▶ [Problem]
Resume the profile of former Kennedy aide Holly Fechner below, continuing after its final paragraph.

Covington’s clients include many big-name corporations — such as Amazon, Microsoft and Qualcomm — and well-known brands like the National Football League, according to lobbying disclosure records.
Fechner is among a coterie of former Kennedy aides — like Tony Podesta of Podesta Group and Nick Allard of Patton Boggs — who now help run K Street. A University of Michigan Law School graduate, Fechner loves the law but appreciates the unique challenge presented by lobbying.
“I find combining the substantive and the political very interesting,” she said.
Fechner has earned a reputation in Washington for working hard and being well-prepared— attributes that were honed as a Kennedy aide.
Tamera Luzzatto, a former chief of staff to Sen. Jay Rockefeller (D-W.Va.) and then-Sen. Hillary Rodham Clinton (D-N.Y.), remembers seeing Fechner sitting on the staff couches just behind Kennedy’s desk in the Senate chamber. Fechner would be assisting Kennedy with his speeches, often on a Friday afternoon, helping him articulate his issues when everybody else wanted to go home.
“There was Holly, with her stacks and her charts and her talking points,” Luzzatto said. “He was a machine and she was a big part of his machine. You could almost say that in the Senate, she was one of the best engines for that machine.”
Luzzatto, now managing director of government relations at the Pew Charitable Trusts, said Fechner would know whatever issue she was working on “absolutely cold,” which won respect from Republicans, too.
“Sen. Kennedy would be launching mortar rounds from the Senate floor at us, and Holly would be on the phone, calmly and constructively expressing their concerns and suggesting a pathway forward,” said Steven Law, once a deputy secretary at the Labor Department during the Bush administration. “Overall, we actually had a great relationship with Chairman Kennedy, and Holly was the key to that.”
Law, now president and CEO of American Crossroads, said Fechner “has a gift that is in short supply in Washington: She’s able to appreciate the viewpoint of those on the other side, even if she feels very strongly about her own position. Paradoxically, it’s one of the things that makes her such an effective advocate for whatever issue she’s advancing.”

▶ [Supplied data]
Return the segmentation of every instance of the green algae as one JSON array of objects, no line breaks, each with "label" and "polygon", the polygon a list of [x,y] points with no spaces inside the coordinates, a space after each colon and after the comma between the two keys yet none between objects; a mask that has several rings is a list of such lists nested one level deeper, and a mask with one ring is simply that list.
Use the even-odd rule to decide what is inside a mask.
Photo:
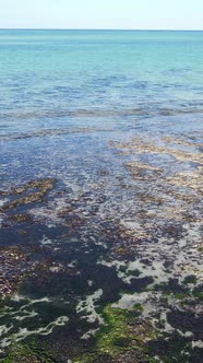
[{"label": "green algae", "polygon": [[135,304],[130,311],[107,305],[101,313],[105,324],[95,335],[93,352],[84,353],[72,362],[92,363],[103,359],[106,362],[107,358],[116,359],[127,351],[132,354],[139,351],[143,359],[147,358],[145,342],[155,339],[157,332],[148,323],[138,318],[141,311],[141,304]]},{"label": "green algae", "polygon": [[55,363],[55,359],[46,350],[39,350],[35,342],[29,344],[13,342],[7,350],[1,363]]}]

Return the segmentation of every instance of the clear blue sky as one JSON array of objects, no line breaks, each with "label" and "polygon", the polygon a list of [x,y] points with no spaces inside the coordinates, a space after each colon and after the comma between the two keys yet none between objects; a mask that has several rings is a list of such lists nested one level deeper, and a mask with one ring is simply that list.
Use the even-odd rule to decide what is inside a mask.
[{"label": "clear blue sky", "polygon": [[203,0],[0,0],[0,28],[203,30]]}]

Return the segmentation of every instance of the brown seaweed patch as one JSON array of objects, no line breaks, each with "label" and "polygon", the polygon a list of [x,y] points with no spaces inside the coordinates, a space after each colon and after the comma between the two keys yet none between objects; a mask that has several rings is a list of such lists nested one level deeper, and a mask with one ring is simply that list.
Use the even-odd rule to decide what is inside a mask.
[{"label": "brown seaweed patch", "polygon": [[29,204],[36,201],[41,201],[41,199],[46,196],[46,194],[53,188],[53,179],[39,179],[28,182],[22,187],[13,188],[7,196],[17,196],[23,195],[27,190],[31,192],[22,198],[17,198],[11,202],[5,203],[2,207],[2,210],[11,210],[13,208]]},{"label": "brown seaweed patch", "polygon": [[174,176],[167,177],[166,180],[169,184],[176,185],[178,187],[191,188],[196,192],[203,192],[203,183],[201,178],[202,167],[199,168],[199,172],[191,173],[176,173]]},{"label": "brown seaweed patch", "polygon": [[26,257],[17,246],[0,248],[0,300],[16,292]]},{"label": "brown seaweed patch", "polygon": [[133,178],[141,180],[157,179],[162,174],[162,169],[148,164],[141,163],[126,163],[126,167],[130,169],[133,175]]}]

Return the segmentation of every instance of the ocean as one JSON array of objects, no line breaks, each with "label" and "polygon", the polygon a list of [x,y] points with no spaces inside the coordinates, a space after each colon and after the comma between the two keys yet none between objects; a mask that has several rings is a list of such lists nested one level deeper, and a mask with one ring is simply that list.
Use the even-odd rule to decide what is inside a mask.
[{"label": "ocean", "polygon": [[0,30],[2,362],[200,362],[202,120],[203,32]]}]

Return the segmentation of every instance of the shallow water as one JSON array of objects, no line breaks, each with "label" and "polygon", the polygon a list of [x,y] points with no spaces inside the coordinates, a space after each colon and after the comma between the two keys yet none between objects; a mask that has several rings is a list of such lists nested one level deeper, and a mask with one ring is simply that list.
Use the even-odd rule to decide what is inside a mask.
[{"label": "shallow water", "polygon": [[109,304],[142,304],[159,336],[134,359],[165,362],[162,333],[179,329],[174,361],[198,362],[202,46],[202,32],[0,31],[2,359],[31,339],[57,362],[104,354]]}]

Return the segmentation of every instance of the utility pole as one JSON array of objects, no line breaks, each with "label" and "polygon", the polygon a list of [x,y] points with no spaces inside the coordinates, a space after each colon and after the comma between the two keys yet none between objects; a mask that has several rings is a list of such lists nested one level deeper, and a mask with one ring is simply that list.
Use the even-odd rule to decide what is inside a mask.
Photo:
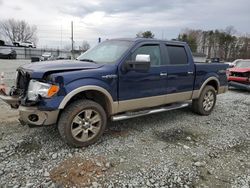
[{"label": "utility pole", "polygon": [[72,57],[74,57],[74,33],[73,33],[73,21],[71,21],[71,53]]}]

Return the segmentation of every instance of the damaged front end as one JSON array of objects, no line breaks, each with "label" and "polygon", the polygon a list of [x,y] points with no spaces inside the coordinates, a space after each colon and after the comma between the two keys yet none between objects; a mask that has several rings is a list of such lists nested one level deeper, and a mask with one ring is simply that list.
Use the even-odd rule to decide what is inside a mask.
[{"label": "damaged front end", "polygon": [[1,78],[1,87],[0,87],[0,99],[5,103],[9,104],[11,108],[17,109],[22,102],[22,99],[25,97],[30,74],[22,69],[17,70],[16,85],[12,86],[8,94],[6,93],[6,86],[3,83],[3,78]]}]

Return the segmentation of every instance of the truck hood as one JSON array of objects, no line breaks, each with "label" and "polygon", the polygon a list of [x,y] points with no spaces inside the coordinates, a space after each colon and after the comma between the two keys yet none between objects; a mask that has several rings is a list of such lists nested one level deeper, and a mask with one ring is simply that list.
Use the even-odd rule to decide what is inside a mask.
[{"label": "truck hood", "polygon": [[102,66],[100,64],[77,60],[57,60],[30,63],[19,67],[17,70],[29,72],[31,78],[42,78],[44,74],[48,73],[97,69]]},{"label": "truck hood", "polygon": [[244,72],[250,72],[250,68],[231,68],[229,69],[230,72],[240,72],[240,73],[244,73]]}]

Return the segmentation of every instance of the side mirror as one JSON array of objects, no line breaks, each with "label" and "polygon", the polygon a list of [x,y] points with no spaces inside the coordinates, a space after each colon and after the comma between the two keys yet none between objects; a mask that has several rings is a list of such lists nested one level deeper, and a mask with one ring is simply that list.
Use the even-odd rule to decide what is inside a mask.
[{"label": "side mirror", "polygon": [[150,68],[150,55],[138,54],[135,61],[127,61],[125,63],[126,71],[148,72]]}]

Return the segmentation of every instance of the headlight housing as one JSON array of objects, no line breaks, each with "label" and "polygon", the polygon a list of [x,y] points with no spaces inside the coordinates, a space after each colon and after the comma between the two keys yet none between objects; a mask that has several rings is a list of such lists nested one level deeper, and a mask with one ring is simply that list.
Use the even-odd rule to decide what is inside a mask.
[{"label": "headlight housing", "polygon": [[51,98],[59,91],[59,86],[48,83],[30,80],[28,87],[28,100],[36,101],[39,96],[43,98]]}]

▶ [Answer to the exercise]
In 1991, Fechner, now married with one child, first came to work in Washington on a fellowship at the National Partnership for Women and Families. The Oberlin College graduate worked on the Family and Medical Leave Act and the Civil Rights Act of 1991.
“It was amazing to come to D.C. and be involved with legislation that was historic and happening right before my eyes,” Fechner said.
She would later enter private law practice and do stints at the Labor Department during the Clinton administration and as legislative counsel for the AFL-CIO.
Working at the nation’s largest labor federation “was a great education for me in the business of lobbying,” Fechner said.
“They are shoe-leather lobbyists. I learned a lot about a huge array of House and Senate offices. We went door to door a lot, sort of your old-fashioned version of lobbying, and learned a lot of the back-stories on so many of the members and what was significant in terms of getting the kind of vote count we needed on different issues,” Fechner said.
Fechner left the AFL-CIO to join Kennedy’s staff on Capitol Hill. One of her many assignments was helping to arrange expert briefings for the senator, including those that would lead to the healthcare reform law.
Fechner is now working on the law’s many regulations for clients. She said agencies are not backing off despite the uncertainty from the looming Supreme Court decision that could overturn it.
“I think people thought more would be on hold, but I really do see the regulatory agencies moving full steam ahead. I think it’s because they really don’t have any choice,” Fechner said. “I think they will be ready no matter what happens with the Supreme Court.”